# What the task asks
Repeat exactly, and only, the lines below starting at the line that contains "Body asks for one point per instance of the camouflage helmet" and ending at the line that contains "Body asks for one point per instance of the soldier's hand", inclusive of both.

# Data
= Beginning of Section =
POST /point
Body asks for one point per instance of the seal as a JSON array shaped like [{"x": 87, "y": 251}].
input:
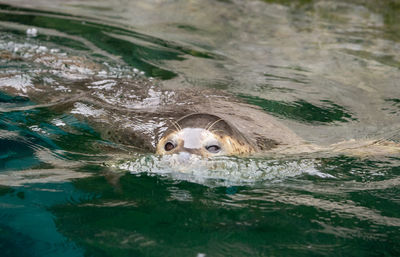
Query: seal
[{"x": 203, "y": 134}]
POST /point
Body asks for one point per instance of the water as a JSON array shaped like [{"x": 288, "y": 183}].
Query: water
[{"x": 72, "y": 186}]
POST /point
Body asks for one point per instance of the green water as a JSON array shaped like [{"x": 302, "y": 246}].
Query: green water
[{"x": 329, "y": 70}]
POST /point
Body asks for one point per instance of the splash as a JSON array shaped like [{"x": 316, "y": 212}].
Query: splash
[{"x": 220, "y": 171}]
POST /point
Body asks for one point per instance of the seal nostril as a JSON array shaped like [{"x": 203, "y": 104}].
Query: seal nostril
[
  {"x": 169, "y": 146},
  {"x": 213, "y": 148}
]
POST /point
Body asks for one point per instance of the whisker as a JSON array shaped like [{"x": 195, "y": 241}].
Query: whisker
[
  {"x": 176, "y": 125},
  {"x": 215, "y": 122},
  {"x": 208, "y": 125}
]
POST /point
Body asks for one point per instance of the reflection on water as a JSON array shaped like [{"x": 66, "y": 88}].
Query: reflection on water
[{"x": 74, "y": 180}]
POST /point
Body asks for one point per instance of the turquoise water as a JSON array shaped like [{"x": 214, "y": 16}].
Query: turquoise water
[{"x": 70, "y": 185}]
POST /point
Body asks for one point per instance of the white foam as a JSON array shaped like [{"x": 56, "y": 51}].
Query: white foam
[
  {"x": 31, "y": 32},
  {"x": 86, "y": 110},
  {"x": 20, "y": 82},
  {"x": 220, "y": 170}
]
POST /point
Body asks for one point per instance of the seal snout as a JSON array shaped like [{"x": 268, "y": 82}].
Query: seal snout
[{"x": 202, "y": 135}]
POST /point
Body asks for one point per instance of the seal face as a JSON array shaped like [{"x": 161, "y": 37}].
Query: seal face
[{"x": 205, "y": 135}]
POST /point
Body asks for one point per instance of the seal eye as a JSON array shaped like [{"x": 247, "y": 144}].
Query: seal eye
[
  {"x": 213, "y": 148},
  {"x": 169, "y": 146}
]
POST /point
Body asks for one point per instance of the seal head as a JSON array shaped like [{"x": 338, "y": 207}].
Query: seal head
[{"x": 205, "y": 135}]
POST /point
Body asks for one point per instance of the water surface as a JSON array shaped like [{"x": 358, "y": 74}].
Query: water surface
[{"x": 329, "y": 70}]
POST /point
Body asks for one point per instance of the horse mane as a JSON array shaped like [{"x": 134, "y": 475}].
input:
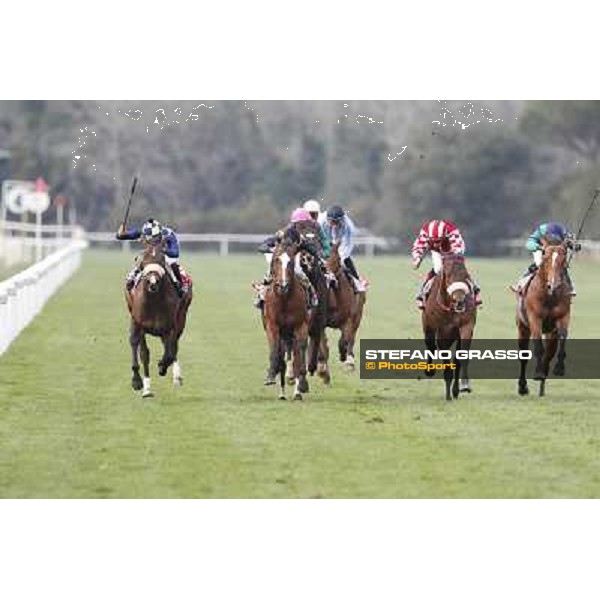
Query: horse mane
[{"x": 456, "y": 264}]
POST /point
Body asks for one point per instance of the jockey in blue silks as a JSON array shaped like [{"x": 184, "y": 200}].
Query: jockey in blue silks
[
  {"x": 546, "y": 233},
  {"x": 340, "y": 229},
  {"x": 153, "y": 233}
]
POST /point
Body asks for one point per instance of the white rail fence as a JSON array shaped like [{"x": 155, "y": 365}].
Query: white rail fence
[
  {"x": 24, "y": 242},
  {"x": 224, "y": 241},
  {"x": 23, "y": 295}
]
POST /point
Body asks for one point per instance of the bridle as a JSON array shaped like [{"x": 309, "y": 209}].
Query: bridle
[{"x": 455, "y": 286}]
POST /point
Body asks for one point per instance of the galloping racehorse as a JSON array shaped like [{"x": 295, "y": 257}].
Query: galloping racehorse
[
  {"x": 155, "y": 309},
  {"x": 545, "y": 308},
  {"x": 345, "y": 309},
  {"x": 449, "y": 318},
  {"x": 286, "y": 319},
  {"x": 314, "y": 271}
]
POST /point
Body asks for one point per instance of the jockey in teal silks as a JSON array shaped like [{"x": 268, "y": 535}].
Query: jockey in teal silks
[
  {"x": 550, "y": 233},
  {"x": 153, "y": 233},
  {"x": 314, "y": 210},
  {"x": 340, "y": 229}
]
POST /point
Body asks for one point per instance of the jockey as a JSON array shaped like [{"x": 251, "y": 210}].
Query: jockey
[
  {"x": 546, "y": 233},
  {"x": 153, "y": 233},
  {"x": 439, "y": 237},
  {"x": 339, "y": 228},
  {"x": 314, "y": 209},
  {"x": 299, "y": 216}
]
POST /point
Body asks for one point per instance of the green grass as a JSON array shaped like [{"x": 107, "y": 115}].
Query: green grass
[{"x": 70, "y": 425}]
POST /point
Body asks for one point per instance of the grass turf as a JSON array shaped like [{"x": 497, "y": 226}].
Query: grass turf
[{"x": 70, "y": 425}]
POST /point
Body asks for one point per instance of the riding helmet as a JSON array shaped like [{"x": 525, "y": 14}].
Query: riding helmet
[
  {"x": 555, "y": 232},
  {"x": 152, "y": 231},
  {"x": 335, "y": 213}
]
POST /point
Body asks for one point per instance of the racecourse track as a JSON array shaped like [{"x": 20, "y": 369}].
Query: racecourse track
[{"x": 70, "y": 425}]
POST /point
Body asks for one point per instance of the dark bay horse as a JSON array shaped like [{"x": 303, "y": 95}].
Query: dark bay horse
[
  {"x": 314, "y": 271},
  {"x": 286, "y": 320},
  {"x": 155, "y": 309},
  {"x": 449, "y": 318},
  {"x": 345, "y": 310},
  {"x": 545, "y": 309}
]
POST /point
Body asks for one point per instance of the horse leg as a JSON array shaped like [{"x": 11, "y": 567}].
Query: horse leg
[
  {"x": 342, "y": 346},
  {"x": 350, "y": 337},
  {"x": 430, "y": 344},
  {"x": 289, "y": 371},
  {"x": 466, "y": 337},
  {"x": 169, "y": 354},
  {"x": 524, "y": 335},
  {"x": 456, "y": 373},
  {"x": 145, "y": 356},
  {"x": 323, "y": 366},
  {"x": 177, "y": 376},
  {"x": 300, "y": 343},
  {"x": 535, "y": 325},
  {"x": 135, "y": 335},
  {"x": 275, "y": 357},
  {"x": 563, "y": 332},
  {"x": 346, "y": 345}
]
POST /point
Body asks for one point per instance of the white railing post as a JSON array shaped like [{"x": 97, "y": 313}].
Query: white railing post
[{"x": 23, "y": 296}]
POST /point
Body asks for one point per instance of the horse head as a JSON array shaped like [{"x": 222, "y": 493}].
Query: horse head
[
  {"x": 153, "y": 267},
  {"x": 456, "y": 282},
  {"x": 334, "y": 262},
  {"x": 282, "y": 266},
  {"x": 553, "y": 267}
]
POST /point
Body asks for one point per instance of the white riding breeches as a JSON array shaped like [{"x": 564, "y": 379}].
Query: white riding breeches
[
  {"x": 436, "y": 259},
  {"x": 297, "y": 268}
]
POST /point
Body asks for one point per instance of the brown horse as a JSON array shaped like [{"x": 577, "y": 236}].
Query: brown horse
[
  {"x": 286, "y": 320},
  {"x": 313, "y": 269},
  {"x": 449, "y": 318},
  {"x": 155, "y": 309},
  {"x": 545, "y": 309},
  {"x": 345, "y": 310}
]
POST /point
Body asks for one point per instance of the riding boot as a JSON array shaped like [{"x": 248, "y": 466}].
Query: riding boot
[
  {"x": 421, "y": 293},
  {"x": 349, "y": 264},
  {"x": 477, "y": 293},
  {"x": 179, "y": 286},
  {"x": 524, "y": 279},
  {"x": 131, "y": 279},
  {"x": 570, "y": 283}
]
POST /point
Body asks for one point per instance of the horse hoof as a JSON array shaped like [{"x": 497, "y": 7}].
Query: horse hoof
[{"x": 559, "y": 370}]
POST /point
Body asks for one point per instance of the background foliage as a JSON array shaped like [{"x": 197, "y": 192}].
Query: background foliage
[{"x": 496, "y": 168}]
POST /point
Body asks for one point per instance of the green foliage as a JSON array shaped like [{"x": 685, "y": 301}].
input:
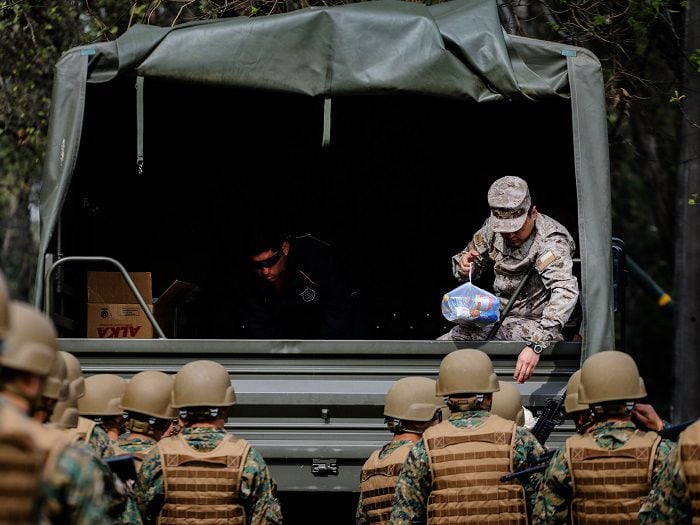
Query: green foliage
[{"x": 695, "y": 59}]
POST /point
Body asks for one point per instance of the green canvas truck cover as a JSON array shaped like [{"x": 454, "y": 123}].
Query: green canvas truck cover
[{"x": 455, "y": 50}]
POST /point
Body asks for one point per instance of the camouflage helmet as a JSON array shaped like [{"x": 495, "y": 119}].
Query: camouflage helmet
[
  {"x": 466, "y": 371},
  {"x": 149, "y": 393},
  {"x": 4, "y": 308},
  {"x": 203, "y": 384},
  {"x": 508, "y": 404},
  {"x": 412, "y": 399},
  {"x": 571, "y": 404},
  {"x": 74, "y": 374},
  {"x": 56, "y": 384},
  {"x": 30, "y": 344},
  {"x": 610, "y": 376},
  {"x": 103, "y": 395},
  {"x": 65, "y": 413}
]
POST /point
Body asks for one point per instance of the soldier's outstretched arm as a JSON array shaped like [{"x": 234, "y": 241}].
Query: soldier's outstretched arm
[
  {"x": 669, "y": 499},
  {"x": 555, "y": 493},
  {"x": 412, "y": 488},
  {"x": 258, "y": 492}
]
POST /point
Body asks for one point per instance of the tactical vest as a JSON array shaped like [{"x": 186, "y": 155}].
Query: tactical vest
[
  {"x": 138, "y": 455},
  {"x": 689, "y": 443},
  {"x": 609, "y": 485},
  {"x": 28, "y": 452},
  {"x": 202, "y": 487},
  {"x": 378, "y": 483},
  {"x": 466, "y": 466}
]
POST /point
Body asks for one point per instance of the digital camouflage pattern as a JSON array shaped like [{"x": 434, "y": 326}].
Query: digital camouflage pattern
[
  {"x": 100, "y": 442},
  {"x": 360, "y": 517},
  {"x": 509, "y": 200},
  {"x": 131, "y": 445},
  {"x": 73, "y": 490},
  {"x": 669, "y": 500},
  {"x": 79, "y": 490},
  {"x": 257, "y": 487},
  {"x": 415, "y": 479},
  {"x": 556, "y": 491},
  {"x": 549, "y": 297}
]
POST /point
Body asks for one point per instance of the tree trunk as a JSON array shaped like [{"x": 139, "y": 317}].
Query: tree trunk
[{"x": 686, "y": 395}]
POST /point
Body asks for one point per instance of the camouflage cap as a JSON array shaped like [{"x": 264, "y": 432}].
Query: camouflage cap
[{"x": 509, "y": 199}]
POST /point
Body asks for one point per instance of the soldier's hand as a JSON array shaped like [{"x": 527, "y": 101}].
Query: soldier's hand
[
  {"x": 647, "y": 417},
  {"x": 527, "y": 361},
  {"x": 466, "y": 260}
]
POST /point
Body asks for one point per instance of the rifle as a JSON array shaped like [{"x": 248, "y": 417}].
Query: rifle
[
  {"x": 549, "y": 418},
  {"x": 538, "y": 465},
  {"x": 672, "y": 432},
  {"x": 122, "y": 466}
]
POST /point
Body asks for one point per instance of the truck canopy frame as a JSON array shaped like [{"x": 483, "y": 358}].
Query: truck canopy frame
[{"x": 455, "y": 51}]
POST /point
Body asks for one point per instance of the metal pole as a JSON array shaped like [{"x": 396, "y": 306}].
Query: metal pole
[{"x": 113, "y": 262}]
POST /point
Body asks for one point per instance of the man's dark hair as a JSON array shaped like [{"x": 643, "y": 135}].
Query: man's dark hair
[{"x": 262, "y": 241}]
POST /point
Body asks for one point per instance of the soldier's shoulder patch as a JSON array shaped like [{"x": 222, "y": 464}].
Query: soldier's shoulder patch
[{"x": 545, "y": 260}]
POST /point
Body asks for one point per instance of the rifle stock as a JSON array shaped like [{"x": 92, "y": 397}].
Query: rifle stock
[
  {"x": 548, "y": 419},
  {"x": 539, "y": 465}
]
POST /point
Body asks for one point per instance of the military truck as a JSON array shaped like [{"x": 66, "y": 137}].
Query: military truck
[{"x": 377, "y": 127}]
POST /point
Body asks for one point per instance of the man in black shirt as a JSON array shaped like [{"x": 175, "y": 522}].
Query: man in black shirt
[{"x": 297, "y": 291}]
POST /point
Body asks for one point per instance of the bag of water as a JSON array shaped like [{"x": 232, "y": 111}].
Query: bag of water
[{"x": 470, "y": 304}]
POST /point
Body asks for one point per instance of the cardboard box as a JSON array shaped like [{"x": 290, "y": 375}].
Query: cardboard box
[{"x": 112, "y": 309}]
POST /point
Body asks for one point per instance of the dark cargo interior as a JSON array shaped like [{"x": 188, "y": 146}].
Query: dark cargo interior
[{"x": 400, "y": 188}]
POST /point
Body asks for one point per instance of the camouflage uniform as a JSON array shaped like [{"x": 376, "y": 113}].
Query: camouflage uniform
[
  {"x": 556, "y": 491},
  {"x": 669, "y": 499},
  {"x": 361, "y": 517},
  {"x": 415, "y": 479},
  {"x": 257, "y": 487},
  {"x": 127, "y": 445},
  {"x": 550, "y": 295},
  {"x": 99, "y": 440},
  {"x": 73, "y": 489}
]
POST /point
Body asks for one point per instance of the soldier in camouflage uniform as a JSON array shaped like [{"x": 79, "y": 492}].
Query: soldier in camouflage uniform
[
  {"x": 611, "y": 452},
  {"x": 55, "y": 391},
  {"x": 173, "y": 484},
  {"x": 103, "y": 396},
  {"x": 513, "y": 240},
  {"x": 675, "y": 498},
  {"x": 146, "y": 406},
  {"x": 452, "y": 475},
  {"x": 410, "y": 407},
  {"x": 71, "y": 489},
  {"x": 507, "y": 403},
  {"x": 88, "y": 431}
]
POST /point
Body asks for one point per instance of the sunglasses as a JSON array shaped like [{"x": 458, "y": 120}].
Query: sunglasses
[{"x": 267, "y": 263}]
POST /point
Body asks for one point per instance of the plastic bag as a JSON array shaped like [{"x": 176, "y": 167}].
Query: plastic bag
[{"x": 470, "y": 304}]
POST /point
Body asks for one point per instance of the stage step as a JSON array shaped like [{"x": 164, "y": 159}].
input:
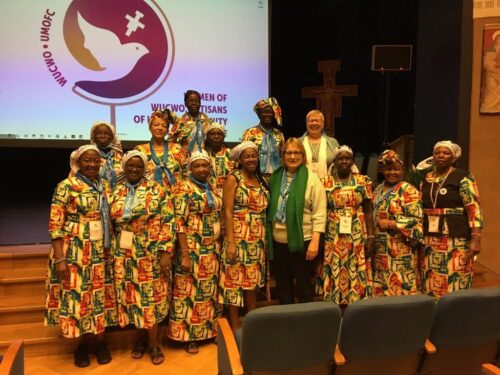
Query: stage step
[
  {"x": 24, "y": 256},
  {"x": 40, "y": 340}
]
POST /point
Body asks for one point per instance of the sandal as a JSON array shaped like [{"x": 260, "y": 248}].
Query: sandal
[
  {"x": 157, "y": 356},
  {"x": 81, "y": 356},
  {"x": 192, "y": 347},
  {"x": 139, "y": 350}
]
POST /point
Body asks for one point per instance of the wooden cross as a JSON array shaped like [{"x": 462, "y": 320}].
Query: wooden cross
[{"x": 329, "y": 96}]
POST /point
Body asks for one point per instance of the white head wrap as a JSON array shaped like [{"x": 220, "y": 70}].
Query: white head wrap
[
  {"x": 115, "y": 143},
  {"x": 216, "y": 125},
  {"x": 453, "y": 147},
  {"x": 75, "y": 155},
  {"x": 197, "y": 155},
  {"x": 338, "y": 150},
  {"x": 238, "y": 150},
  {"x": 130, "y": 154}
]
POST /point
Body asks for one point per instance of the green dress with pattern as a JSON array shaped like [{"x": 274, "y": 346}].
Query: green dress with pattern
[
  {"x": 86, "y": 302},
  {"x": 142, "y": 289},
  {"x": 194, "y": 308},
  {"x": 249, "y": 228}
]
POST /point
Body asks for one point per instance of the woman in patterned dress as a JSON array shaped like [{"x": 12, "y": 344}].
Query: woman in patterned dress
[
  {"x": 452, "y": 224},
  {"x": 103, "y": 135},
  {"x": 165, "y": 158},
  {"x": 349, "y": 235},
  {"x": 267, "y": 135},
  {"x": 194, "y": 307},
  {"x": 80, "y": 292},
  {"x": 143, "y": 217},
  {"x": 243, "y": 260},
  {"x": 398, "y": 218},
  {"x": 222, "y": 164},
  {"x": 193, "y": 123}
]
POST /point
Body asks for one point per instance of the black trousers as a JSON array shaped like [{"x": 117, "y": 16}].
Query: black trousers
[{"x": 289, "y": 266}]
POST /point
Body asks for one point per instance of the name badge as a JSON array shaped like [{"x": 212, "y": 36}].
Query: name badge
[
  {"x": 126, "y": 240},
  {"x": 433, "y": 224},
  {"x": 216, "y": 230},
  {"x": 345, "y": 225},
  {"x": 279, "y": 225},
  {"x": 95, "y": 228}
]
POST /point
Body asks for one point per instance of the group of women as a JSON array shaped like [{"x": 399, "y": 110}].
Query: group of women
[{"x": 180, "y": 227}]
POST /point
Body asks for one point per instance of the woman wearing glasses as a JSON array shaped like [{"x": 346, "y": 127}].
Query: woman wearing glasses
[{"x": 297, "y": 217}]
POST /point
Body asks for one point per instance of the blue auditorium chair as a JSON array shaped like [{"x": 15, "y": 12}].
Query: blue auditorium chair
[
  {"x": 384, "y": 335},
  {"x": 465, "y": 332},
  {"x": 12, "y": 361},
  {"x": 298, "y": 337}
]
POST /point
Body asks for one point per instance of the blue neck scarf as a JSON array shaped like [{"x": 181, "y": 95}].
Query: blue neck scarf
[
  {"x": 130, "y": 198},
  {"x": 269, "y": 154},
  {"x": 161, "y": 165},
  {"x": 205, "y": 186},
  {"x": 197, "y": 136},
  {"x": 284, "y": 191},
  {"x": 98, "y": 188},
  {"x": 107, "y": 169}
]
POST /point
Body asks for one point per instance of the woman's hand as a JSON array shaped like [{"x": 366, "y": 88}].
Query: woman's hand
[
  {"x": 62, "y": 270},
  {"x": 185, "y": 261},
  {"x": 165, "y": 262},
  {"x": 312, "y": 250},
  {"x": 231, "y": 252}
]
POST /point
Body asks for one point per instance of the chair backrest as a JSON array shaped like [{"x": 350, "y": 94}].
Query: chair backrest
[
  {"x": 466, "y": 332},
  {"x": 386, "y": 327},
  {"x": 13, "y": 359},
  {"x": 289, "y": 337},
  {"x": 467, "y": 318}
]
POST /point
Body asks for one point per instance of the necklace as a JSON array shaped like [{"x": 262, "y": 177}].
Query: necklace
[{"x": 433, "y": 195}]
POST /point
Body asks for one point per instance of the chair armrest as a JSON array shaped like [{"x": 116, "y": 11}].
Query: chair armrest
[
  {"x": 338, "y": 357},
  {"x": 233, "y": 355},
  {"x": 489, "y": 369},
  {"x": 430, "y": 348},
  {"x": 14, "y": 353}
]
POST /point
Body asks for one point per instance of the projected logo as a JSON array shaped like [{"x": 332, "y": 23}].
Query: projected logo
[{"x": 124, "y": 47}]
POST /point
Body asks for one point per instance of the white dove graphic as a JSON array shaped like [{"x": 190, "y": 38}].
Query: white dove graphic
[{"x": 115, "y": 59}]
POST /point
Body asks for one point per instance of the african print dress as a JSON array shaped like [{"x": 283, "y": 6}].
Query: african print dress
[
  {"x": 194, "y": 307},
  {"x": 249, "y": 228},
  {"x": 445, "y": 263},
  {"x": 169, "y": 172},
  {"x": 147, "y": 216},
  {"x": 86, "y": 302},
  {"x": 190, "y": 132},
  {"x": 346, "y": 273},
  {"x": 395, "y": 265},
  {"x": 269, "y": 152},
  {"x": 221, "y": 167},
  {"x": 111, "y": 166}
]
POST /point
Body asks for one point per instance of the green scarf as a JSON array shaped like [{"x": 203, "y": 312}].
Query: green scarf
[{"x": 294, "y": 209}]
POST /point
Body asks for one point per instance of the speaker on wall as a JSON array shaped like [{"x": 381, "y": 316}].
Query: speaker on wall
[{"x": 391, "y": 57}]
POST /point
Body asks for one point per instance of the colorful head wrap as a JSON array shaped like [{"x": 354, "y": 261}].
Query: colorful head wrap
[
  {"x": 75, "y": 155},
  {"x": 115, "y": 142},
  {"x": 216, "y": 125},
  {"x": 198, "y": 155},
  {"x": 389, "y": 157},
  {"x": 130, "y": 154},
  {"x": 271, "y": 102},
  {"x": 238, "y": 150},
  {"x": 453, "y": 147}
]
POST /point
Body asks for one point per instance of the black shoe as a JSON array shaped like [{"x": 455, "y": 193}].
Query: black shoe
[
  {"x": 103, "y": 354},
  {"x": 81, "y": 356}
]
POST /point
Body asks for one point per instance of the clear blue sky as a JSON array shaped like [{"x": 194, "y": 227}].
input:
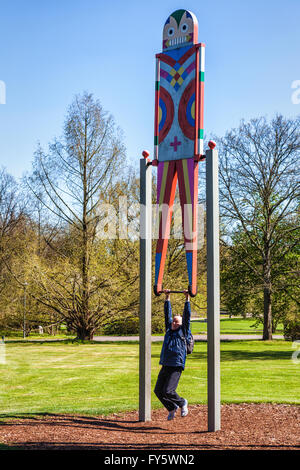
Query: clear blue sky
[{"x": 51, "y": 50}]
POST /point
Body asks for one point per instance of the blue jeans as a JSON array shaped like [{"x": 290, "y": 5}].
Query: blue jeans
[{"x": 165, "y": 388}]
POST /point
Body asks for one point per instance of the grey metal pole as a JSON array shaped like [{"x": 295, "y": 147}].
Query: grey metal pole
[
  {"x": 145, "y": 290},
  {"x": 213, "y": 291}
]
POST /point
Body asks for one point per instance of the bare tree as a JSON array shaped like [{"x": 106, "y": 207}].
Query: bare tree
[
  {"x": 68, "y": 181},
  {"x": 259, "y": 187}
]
= End of Section =
# Solution to this problem
Body asks for one point per instance of the camouflage helmet as a JSON array shaped like [{"x": 495, "y": 119}].
Query: camouflage helmet
[
  {"x": 466, "y": 371},
  {"x": 149, "y": 393},
  {"x": 4, "y": 308},
  {"x": 203, "y": 384},
  {"x": 508, "y": 404},
  {"x": 412, "y": 399},
  {"x": 571, "y": 404},
  {"x": 74, "y": 374},
  {"x": 56, "y": 384},
  {"x": 30, "y": 344},
  {"x": 610, "y": 376},
  {"x": 103, "y": 395},
  {"x": 65, "y": 413}
]
POST /point
Body asks for one point per instance of the soldier's outstretched arm as a JSON array shaped like [{"x": 234, "y": 241}].
Query: soldier's outstretched arm
[
  {"x": 669, "y": 499},
  {"x": 555, "y": 493},
  {"x": 412, "y": 488},
  {"x": 258, "y": 492}
]
POST /point
Body asks for one point per instance of the tactical vest as a JSON array shaped like [{"x": 186, "y": 155}].
Query: tactical vest
[
  {"x": 138, "y": 455},
  {"x": 689, "y": 443},
  {"x": 609, "y": 485},
  {"x": 28, "y": 452},
  {"x": 202, "y": 487},
  {"x": 378, "y": 483},
  {"x": 466, "y": 466}
]
POST /point
Body asks for one point per instance of the digital camouflage pattern as a JSON array shaped like [{"x": 434, "y": 326}].
Query: digital camouflage pattern
[
  {"x": 100, "y": 442},
  {"x": 360, "y": 517},
  {"x": 509, "y": 200},
  {"x": 131, "y": 445},
  {"x": 73, "y": 490},
  {"x": 669, "y": 500},
  {"x": 79, "y": 490},
  {"x": 257, "y": 487},
  {"x": 415, "y": 479},
  {"x": 556, "y": 491},
  {"x": 549, "y": 297}
]
POST /point
Body asks for one point per instance of the tree trunk as a JSON array shaped like [{"x": 139, "y": 317}].
Query: tree trunk
[{"x": 686, "y": 395}]
POST /point
Body asks for one point per instance of the camouflage cap as a JSON array shaped like [{"x": 264, "y": 432}].
Query: camouflage cap
[{"x": 509, "y": 199}]
POST /point
Body asks for one point per instance of the soldier's hand as a JSON array shaped like [{"x": 527, "y": 101}].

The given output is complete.